**Available data:**
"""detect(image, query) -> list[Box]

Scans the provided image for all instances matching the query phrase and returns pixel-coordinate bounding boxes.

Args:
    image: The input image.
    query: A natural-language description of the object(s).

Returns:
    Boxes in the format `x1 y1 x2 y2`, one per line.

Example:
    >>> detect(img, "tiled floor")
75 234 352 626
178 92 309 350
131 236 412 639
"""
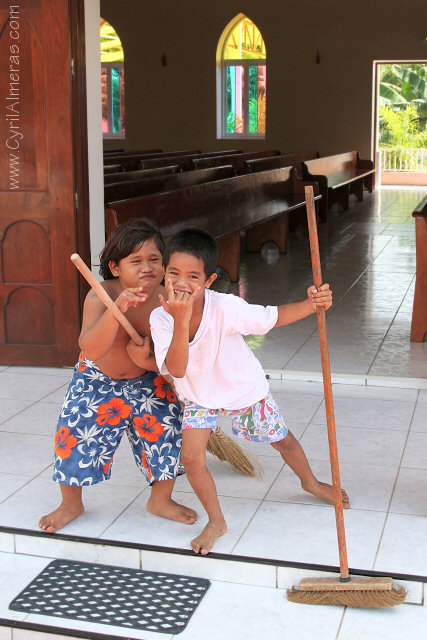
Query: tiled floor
1 187 427 639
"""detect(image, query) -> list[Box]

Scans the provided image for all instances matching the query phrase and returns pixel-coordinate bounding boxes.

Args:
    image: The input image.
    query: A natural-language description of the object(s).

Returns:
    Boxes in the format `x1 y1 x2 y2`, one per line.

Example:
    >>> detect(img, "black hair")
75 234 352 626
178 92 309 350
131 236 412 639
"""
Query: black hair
165 228 218 278
99 218 165 279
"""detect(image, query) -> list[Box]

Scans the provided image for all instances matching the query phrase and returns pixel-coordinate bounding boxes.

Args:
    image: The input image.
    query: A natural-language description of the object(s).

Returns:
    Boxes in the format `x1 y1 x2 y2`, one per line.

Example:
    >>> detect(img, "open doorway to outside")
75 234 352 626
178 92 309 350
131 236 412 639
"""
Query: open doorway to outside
374 61 427 186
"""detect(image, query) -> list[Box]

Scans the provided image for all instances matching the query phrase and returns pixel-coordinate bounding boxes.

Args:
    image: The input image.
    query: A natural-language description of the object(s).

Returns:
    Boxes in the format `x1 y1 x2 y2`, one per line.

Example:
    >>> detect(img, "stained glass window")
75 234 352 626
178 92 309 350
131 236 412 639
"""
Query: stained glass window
100 19 125 138
220 16 266 138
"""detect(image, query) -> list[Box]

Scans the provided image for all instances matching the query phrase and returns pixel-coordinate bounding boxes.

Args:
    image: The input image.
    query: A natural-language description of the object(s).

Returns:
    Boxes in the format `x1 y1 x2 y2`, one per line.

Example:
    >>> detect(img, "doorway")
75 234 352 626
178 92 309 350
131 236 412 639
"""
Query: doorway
374 61 427 187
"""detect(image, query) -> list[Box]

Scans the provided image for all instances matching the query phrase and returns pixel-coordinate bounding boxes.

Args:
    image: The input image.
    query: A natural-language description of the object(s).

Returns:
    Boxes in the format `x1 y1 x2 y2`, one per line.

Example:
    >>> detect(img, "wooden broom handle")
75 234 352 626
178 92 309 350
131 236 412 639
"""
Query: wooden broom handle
70 253 144 346
304 186 349 580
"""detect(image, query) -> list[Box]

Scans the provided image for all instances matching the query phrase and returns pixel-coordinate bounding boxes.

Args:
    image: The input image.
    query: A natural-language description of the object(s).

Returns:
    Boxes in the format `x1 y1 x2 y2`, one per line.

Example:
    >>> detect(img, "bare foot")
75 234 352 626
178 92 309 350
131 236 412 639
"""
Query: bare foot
302 480 350 509
39 502 85 533
191 520 227 555
146 497 198 524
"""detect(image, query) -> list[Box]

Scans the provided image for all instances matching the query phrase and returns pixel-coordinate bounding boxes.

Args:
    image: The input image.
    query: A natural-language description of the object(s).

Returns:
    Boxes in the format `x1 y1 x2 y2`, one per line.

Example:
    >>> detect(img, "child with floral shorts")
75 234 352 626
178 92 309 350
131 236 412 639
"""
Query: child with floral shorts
39 219 197 534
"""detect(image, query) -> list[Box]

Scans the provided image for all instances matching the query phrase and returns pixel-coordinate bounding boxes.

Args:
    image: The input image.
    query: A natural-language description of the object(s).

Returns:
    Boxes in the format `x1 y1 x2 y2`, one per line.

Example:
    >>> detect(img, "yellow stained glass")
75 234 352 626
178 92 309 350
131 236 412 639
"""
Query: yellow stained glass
224 17 266 61
100 18 124 63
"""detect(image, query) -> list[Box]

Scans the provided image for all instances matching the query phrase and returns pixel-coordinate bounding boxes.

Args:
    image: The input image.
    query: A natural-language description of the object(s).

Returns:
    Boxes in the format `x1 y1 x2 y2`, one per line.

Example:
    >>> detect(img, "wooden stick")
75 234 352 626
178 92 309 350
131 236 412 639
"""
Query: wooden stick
70 253 144 346
304 186 349 581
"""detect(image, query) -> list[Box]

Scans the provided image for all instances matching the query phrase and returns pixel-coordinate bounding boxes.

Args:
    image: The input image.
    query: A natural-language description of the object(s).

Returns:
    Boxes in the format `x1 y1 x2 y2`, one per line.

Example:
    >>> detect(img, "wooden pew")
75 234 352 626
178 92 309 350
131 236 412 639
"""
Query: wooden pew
103 148 161 157
411 195 427 342
104 165 179 185
302 151 375 222
104 166 234 202
104 164 122 174
103 150 201 171
105 167 319 282
244 150 319 178
192 150 281 174
137 150 243 172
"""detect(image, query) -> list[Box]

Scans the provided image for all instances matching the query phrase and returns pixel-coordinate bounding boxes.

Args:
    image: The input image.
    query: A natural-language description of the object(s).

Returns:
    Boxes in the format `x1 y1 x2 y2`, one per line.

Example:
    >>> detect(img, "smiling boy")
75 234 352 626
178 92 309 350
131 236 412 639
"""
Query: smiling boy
150 227 349 555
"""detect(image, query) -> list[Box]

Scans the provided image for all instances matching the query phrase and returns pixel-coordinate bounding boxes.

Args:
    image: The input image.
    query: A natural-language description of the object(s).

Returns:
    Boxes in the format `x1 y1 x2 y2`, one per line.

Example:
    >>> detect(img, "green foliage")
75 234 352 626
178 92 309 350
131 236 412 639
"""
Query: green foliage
379 63 427 148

**Problem to work on:**
Every line of the material is to be quoted exactly, with no pictures carried over.

**Result of the exercise:**
"""detect(image, query) -> list[Box]

Scans the provided image for all instances matching the query phrase and returns pixel-coordinate bounding boxes.

Args:
    image: The input image.
    query: A natural-language description of the object(s).

Returns:
    Boxes in the format `x1 y1 x2 y2`, one per line.

Example:
    >>> detect(img, "tiled floor")
75 234 352 626
178 92 309 350
131 236 412 639
"""
Query: tiled floor
1 187 427 639
"""detect(image, query) -> list[Box]

Scans the provided image for all instances matching the query phrase and returns pixel-coordinate bounding boxes.

Args:
    image: The input image.
    query: A natural-language description of the object(s).

Returns:
    Boxes in the format `x1 y1 x2 y2`, one per line.

Example:
    >>> detect(img, "black hair")
75 234 352 626
178 92 309 350
131 236 412 639
"""
Query: black hair
165 228 218 278
99 218 165 279
"""detect(image, query) -> list[Box]

Scans the provided image for all instances matching the query phrase and returns pixel-coordinate bounding boxes.

Args:
    image: The input image.
    query: A natural-language description of the object(s).

Returns:
    Boxes in the format `x1 y1 x2 y2`, one per line.

Example:
    >>> detect(img, "open doorway to outside")
75 234 352 626
178 92 309 350
131 236 412 639
"""
Query: open doorway to outside
374 61 427 186
"""detect(image, query) -> list[Box]

Scans the provided image for all instances matching the query phrase and returns pixel-coordinate bounding boxes.

Args:
    image: The input image.
    query: A natural-language description of the object(s).

Returns:
    Boxes in the format `x1 y1 x2 y2`, one per line.

Example:
    >>> detect(img, "stained glass window")
75 234 352 626
178 92 309 350
131 236 412 639
"""
Query: stained glass window
100 19 125 138
220 16 266 138
"""detect(image, query) -> list[Box]

Scans the provided image for all instances matching the query phrase and returns pixel-coordinate bounding boxes.

Args:
    image: The input image.
    query: A natural-language description of the object(s).

Returns:
    Boxes in the format `x1 y1 x2 y2`, one per line.

Example:
    >>> detect(img, "doorway")
75 234 352 626
178 92 309 350
131 236 412 639
"""
Query: doorway
374 61 427 187
"""detect(image, query) -> list[Box]

Scans the provided image for all instances matching the query phrase and returns pixel-coordinate bounding boxes.

Args:
    image: The input image.
    query: A natural-language description of the object(s).

Returns:
    Boxes in the format `x1 y1 x2 y2`, one per line.

Example:
    >>> detect(img, "wooden broom handle")
75 234 352 626
178 92 309 350
131 236 412 639
"""
Query: wooden broom handle
70 253 144 346
304 186 349 580
"""detect(image, query) -> list[Box]

Scans the provided image for all instances matching the query phrase and returns pixel-coordinate bounding boxes.

Args:
    image: The input image.
    query: A natural-language description of the object(s).

Returns:
    Boxes in the format `x1 y1 x2 y2`, one per line.

Example:
    >>> detect(img, "bare foot")
75 234 352 626
178 92 309 350
131 236 412 639
"""
Query: bare foot
302 480 350 509
39 502 85 533
191 520 227 555
146 497 198 524
"""detect(image, query) -> list[Box]

Scans the provided image for all instances matching the query phrase and returns pixel-coordinate bounding boxes.

Args:
    image: The input image.
    query: A natural-language description of the object(s).

Returns:
    Boxes in the format `x1 y1 x2 y2`, one per line.

Example:
    >>> detect(img, "child with floral shorts")
75 234 352 626
178 92 309 350
131 236 412 639
"""
Query: child with floral shorts
39 219 197 534
"""detect(image, query) -> list[Box]

Scans the provided image for all instances matching the query phrase and returns pixel-coordinate bounding boxes.

Args:
    image: The input image.
    query: A natural-language description of the object(s).

Returns:
    Boxes in the format `x1 y1 x2 y2`, one per line.

Example:
    >>> detect(img, "yellow stained glass")
75 234 352 626
178 92 309 350
131 236 412 639
"""
Query: yellow stained glass
224 17 266 61
100 18 124 63
"""detect(image, query) -> list[Box]

Scans the provided image for all instances matching the query phrase and returns pixel-coordinate bounding boxes.

Args:
    image: The input image.
    query: A natural-language description of the object(s).

Returns:
    Boxes in the format `x1 y1 x2 y2`, one per line.

Example:
    >>> detect(img, "wooden stick")
75 234 352 626
178 92 309 350
131 236 412 639
"""
Query: wooden stick
70 253 144 346
304 186 349 581
"""detect(image, query) -> list[Box]

Scans the provided image for all instances matching the query phrase and returns pixel-coordinate bounding boxes.

Args:
    image: The input image.
    query: A natural-language description of the object(s).

Returns:
    Boxes in the format `x1 y1 x2 y2`, one per line.

Example:
    >>> detect(img, "wooden pew")
75 234 352 626
178 92 309 350
131 236 412 639
"""
Query: wooden pew
103 148 161 157
411 195 427 342
104 165 179 185
302 151 375 222
104 166 234 202
104 164 122 174
103 150 201 171
105 167 319 282
244 150 319 178
192 150 281 174
137 150 243 172
"""detect(image, query) -> list[Box]

Scans the provided image for all instances matching the query phrase and returns pixel-coordinate bounding boxes.

Args:
    image: The input image.
    query: A natural-language description of the object(s).

Returns:
    Boxes in the format `x1 y1 x2 y2`, one per line.

Example:
    >>> detect(img, "smiling boy")
75 234 352 626
178 92 309 350
131 236 412 639
"""
Query: smiling boy
150 227 349 555
"""detect(image, query) -> list[Box]

Scans the provided image for all instances matching the query phrase and returns pixel-coordinate bounding boxes.

Args:
    image: The input image.
    query: A natural-language description of the object(s).

Returns:
    Boxes in the format `x1 y1 x2 y2`, one per line.

Example:
    >>> detect(img, "green foliage")
75 234 352 626
178 92 309 350
131 236 412 639
"""
Query: green foliage
379 63 427 148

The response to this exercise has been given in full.